[課題一覧]
1 – 急性心不全の文章のうち、「最も多い原因は、」で始まる段落を、主な事実を残して箇条書きにまとめよ。
2 – 急性心不全についての文章を、最後の文の後から書き進めよ。

======== 本文 ========

急性心不全について
急性心不全って?
「心臓のポンプ機能が低下した状態」を「心不全」といいます。「急性心不全」とは、心臓のポンプ機能が「急激に低下」することによって血液循環が維持できない状態と血液が滞るうっ血状態とが短期間のうちに起こることです。また、急性心不全は、病名ではなく、状態を言います。
急性心不全の原因
最も多い原因は、急性心筋梗塞などの虚血性心疾患です。他には、拡張型心筋症、心臓弁膜症、高血圧性心疾患、先天性心疾患、甲状腺機能亢進症などがあります。また、慢性心不全の人が、何かしらの原因により症状が悪化した場合も、「急性増悪」と言って、急性心不全の一つとなります。
急性心不全の症状
・激しい呼吸困難
・咳き込み、血痰、胸部の痛み・圧迫感、脈拍数の増加
・動悸、乏尿、腹部膨満、冷や汗、顔面の皮膚蒼白、
冷感、浮腫、腹水、
全身が酸素不足に陥いると唇や爪先、皮膚や粘膜などが青紫色に変色するチアノーゼ、さらに意識障害が現れることもあります。
・多くの場合、血圧は低下します。
急性心不全の治療
急性心不全が生じた場合、まずは呼吸困難の改善と臓器のうっ血改善を早急に行う必要があります。いわゆる救命救急措置が最優先となるわけです。そこで、万一の場合に備えて蘇生措置も取れる体制の中で治療を進めます。

======== 抽出データ ========

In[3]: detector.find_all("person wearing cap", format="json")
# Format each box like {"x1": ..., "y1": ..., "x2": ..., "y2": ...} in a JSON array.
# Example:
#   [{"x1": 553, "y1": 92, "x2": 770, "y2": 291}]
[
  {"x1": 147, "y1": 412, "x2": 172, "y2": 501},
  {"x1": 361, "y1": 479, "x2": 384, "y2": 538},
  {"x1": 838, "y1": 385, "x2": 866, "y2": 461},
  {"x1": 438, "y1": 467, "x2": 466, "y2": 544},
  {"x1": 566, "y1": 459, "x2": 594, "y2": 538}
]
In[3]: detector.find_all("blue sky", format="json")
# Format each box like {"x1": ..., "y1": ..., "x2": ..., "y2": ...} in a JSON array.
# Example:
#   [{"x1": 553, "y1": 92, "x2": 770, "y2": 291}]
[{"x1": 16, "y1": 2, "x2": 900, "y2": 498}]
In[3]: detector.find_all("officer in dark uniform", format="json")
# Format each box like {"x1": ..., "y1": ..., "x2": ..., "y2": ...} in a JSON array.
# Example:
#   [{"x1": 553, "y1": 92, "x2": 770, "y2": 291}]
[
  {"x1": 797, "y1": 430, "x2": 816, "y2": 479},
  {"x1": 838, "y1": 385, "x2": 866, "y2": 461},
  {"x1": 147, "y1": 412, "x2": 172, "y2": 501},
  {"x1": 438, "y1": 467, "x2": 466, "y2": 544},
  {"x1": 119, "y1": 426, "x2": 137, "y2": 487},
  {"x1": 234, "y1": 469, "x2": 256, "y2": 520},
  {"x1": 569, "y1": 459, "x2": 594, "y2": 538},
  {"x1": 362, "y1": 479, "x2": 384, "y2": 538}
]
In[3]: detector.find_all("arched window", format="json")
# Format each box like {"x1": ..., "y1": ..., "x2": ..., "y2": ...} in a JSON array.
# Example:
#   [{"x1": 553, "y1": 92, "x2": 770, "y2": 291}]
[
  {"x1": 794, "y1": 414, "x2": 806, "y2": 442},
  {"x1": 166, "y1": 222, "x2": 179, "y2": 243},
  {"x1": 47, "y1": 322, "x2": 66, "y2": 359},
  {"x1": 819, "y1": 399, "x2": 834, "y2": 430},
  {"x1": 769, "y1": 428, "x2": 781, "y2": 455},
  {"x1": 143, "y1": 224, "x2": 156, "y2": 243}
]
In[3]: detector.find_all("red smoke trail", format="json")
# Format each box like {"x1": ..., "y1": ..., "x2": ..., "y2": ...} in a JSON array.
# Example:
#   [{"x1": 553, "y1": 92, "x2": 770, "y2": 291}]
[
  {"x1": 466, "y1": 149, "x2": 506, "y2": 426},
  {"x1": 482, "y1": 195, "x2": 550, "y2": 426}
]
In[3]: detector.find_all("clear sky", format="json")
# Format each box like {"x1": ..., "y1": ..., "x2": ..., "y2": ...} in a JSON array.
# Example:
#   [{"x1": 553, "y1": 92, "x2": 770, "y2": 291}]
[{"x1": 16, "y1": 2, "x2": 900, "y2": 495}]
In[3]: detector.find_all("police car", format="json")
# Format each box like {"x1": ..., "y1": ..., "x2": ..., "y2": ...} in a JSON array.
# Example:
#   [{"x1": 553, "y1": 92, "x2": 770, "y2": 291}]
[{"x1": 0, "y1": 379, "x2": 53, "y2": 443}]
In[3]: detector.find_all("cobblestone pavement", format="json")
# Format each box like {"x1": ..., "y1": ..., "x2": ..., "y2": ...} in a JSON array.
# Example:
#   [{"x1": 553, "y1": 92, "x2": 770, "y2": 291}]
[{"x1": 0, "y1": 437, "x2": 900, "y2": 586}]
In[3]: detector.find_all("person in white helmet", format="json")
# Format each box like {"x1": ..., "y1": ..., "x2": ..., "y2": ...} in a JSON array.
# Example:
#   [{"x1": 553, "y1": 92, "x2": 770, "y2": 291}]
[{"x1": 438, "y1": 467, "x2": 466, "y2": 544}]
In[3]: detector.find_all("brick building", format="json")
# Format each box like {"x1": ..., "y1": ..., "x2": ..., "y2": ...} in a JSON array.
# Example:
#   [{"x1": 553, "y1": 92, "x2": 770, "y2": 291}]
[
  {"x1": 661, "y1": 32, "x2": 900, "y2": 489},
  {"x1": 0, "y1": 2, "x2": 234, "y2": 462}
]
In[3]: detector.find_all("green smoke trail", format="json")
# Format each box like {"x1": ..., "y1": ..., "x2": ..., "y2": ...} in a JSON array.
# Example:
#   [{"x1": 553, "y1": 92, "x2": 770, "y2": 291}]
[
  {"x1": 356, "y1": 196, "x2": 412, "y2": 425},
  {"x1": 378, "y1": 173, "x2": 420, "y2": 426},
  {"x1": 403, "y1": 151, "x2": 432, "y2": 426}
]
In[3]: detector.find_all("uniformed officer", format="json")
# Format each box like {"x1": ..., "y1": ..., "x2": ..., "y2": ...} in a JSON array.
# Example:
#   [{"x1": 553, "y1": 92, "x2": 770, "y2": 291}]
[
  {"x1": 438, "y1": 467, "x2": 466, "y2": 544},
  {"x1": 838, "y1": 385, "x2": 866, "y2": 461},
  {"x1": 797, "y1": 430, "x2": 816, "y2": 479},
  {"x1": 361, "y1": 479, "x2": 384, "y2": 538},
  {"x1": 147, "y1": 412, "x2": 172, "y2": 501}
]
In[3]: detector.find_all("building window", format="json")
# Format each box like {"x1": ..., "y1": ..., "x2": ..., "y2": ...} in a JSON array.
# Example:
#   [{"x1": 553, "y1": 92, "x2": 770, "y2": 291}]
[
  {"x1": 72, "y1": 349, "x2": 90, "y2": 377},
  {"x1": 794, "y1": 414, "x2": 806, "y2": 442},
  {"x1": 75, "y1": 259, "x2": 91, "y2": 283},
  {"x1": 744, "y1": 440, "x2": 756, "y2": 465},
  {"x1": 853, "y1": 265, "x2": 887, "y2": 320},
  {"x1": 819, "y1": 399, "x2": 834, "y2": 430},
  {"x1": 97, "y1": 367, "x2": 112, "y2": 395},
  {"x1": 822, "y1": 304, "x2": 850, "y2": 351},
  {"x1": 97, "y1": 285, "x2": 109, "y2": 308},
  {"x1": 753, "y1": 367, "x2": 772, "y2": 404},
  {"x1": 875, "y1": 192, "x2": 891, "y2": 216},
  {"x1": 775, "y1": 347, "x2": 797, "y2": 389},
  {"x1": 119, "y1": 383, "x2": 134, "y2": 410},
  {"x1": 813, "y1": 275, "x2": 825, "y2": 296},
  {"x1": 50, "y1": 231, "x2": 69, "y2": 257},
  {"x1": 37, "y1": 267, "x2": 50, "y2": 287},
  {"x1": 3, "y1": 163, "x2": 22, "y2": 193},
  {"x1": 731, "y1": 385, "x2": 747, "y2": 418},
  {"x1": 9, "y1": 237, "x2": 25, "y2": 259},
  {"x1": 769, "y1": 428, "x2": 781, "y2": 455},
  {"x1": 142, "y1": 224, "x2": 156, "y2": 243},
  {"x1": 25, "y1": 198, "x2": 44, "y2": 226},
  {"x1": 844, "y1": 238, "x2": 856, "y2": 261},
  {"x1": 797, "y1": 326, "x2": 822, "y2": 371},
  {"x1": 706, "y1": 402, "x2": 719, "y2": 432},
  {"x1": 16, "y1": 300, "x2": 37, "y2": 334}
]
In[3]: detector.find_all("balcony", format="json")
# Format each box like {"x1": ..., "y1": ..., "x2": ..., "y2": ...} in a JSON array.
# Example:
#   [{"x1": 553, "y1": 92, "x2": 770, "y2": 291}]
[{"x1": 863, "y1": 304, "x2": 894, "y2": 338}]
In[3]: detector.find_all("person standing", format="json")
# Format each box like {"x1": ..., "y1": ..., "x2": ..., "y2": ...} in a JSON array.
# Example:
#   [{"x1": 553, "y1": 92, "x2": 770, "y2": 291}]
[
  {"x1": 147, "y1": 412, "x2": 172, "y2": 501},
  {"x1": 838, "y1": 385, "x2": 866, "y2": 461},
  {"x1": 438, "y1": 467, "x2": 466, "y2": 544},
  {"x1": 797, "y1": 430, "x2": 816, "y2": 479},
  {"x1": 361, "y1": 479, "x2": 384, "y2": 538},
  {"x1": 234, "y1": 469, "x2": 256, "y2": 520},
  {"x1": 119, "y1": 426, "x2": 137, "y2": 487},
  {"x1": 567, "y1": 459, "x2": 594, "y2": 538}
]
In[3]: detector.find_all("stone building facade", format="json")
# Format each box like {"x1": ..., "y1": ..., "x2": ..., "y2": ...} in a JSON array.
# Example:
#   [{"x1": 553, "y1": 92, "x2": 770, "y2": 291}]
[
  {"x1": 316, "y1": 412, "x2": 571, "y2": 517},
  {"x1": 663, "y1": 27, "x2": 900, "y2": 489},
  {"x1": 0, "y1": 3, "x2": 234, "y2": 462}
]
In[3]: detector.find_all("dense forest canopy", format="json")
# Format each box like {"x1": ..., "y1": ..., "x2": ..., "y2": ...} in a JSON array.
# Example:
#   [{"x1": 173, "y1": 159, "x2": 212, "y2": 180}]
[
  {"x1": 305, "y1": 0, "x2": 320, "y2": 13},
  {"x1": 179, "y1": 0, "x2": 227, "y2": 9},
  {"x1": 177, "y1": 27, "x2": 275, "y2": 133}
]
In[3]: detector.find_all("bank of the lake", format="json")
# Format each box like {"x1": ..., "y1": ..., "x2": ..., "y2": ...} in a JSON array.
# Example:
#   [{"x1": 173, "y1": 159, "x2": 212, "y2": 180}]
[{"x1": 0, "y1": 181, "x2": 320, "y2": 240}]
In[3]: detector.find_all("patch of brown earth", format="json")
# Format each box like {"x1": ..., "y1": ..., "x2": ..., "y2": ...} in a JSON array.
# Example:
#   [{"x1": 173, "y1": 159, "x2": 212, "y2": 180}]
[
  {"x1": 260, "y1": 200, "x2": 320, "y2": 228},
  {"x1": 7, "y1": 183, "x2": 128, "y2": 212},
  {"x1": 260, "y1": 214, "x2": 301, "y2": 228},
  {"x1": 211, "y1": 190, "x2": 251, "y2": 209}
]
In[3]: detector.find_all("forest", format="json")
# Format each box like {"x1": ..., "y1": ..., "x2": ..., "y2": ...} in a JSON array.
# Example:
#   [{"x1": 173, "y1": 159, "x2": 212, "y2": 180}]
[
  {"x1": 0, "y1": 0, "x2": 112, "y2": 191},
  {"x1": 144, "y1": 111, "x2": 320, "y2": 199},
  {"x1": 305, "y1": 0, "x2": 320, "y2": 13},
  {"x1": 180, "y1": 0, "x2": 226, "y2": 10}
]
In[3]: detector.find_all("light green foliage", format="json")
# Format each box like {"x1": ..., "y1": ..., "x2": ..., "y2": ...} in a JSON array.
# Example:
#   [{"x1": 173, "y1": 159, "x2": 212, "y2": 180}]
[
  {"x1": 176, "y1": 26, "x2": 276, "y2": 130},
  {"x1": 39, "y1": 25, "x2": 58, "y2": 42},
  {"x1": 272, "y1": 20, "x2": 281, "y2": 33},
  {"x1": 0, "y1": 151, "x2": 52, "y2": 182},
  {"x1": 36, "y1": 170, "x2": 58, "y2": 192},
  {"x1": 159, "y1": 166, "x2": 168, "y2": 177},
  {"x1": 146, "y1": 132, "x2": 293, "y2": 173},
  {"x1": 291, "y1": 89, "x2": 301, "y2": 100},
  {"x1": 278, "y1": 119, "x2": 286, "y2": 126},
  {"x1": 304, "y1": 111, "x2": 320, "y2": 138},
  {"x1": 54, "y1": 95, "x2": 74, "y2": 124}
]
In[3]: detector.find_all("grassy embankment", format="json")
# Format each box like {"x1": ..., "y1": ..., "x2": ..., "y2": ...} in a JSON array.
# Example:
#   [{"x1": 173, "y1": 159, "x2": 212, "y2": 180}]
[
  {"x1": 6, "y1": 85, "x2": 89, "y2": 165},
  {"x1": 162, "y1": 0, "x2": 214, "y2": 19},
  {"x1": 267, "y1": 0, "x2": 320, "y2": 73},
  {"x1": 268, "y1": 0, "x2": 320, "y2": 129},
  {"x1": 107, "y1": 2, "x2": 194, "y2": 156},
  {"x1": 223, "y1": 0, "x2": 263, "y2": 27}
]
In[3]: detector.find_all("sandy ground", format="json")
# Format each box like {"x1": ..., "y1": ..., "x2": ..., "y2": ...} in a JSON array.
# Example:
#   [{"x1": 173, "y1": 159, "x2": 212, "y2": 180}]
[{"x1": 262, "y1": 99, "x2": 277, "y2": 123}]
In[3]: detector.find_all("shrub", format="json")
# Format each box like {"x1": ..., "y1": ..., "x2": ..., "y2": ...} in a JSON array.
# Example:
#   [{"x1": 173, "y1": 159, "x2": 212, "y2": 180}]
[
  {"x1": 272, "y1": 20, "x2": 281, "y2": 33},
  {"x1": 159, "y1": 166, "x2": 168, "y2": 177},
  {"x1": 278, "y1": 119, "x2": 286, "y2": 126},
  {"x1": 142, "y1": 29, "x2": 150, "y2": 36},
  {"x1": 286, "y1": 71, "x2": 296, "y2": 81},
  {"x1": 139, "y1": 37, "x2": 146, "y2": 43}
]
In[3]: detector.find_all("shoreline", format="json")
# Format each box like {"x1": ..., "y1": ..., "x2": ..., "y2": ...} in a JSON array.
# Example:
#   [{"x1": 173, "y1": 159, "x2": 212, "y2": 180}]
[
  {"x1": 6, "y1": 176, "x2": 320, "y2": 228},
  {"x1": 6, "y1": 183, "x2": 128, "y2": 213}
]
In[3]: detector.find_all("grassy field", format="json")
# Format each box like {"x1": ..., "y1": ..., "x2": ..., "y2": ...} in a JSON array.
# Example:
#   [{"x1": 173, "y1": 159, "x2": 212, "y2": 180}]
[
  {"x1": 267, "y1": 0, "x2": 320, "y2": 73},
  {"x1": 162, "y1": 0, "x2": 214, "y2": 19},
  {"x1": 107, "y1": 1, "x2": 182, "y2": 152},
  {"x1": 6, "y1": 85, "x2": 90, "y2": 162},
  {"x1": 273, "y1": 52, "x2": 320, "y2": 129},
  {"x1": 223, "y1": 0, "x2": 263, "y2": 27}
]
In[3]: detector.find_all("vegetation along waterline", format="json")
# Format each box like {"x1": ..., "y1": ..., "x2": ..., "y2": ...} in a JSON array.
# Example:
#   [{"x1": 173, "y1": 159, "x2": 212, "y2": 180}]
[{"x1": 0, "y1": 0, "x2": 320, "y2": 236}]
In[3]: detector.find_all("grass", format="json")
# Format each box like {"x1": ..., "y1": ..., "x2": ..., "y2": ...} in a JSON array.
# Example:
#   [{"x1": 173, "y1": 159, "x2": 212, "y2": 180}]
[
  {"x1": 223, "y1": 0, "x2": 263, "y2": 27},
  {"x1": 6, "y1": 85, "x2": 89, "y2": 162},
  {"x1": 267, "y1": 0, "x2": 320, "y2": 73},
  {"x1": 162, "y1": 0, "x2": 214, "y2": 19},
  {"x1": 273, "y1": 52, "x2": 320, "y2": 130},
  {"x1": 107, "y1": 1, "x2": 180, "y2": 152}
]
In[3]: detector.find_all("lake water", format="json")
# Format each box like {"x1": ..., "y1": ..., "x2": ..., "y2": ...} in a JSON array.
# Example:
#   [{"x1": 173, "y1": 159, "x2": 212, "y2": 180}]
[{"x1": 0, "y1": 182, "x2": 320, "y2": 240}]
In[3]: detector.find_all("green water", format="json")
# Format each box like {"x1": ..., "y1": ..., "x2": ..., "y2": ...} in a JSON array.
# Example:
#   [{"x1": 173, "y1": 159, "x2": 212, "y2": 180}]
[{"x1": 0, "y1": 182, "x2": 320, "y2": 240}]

========

[課題ごとの解答]
1 –
・最も多い原因：急性心筋梗塞などの虚血性心疾患
・ほかの原因：拡張型心筋症、心臓弁膜症、高血圧性心疾患、先天性心疾患、甲状腺機能亢進症など
・慢性心不全の人の症状が何らかの原因で悪化した場合も「急性増悪」と呼ばれ、急性心不全の一つとなる

2 –
一般的に行われる初期治療は酸素療法と投薬です。酸素療法は呼吸の安定化と共に動脈血の酸素含量を高め、臓器虚血を改善させる大事な措置です。また、投薬はうっ血を改善し、血液循環の改善をはかることを目的とします。急性心不全を起こしたときに、心臓が収縮した際の血圧(収縮期血圧)が100mgHg以下と低いときには、血圧を上げる昇圧薬や強心薬を用います。収縮期血圧に異常が認められない場合や高値である場合には、硝酸薬やカルペリチドなどの血管拡張薬を投与し、血液の臓器循環の改善を図ります。うっ血の改善には体内水分貯留を防ぐ利尿薬を使用します。これらの措置により急性期の発作的症状が治まった後は、入院安静の状態を保ちながら心不全の原因特定のための精密検査を行い、その後の治療手術方針を決めていきます。すなわち、心不全に至った原因となる基礎疾患によっては、狭心症に対する心臓カテーテル手術や心臓弁膜症の手術、不整脈に対する治療、あるいは手術やペースメーカの植え込みなどが検討されます。場合によっては心臓移植が検討されることもあり得ます。
急性心不全の予防
・心疾患の三大危険因子と同じで「高血圧」、「糖尿病」、「脂質代謝異常」の3つに気を付けること。
・生活習慣の乱れを治す(偏った食事、お酒の飲み過ぎ、喫煙、運動不足など)
・睡眠を十分に取る。
・適度にストレスを発散させる。